### USANDO AS INFORMAÇÕES
• A. Edite o texto sobre o soft power da China. Reescreva a parte que começa nas palavras "Pelo menos antes" e termina depois de "podem mudar significativamente.", trocando "mais atraentes" por "mais admirados".
• B. Cite todas as pessoas mencionadas pelo nome no texto sobre o soft power da China.

### TRECHO PARA REVISÃO
Na Ásia, a China vem aumentando seus investimentos militares e econômicos, mas também cultivando seu poder de atração. Em 2007, o presidente Hu Jintao disse ao 17º Congresso Nacional do Partido Comunista Chinês que a China precisava aumentar seu soft power. O governo chinês gastou dezenas de bilhões de dólares para esse fim. É verdade que obteve resultados mistos, na melhor das hipóteses, devido a dois grandes obstáculos: alimentou disputas territoriais rancorosas com vários de seus vizinhos e o PCCh mantém um controle rígido sobre todas as organizações e opiniões da sociedade civil. A China gera ressentimentos quando ignora fronteiras internacionalmente reconhecidas. E causa má impressão às pessoas em muitos países quando prende advogados de direitos humanos e obriga inconformistas, como o brilhante artista Ai Weiwei, ao exílio.

Pelo menos antes do início do segundo mandato de Trump, a China estava muito atrás dos Estados Unidos no tribunal da opinião pública global. A Pew pesquisou 24 países em 2023 e relatou que a maioria dos entrevistados, na maioria deles, considerou os Estados Unidos mais atraentes do que a China, sendo a África o único continente onde os resultados foram próximos. Mais recentemente, em maio de 2024, a Gallup constatou que, em 133 países pesquisados, os Estados Unidos tinham vantagem em 81 e a China em 52. Se Trump continuar a minar o soft power americano, no entanto, esses números podem mudar significativamente.

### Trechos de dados
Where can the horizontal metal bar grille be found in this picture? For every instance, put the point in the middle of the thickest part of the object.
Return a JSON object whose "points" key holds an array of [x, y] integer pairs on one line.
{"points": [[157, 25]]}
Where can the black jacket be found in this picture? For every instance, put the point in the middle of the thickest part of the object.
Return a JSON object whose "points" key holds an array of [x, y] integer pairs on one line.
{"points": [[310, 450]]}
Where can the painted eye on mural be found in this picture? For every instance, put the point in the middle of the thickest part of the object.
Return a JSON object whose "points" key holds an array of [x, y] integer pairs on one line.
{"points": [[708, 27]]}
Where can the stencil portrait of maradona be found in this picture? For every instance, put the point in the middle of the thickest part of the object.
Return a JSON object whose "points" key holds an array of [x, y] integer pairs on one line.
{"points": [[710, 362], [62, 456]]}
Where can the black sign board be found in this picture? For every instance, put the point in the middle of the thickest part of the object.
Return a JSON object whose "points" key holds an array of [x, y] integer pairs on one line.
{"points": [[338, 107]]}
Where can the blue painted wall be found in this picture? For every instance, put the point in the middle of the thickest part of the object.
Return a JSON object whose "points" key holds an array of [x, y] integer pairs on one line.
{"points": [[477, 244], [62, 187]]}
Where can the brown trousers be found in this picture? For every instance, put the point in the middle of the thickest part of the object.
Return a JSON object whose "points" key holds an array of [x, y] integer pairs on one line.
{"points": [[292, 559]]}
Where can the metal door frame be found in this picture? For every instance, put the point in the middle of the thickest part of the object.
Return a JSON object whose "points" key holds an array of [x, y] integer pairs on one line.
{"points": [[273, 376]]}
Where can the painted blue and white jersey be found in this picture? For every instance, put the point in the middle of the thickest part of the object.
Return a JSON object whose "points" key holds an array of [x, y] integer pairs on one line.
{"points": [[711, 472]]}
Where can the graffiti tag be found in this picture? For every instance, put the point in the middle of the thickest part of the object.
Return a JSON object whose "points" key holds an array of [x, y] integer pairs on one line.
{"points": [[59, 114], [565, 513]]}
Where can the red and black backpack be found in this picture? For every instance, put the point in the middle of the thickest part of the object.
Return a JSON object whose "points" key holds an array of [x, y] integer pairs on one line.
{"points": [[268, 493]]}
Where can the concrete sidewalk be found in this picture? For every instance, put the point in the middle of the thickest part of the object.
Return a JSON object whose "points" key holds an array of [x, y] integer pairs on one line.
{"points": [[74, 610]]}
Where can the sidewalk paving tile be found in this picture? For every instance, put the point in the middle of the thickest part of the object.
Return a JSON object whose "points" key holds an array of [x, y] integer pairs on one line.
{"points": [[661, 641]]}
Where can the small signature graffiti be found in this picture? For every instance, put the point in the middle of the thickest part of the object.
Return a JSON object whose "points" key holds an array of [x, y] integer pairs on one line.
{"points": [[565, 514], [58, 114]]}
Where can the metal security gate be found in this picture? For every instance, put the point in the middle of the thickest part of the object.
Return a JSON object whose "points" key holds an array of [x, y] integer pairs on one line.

### RESULTADOS
• A.
Pelo menos antes do início do segundo mandato de Trump, a China estava muito atrás dos Estados Unidos no tribunal da opinião pública global. A Pew pesquisou 24 países em 2023 e relatou que a maioria dos entrevistados, na maioria deles, considerou os Estados Unidos mais admirados do que a China, sendo a África o único continente onde os resultados foram próximos. Mais recentemente, em maio de 2024, a Gallup constatou que, em 133 países pesquisados, os Estados Unidos tinham vantagem em 81 e a China em 52. Se Trump continuar a minar o soft power americano, no entanto, esses números podem mudar significativamente.

• B. Hu Jintao, Ai Weiwei e Trump.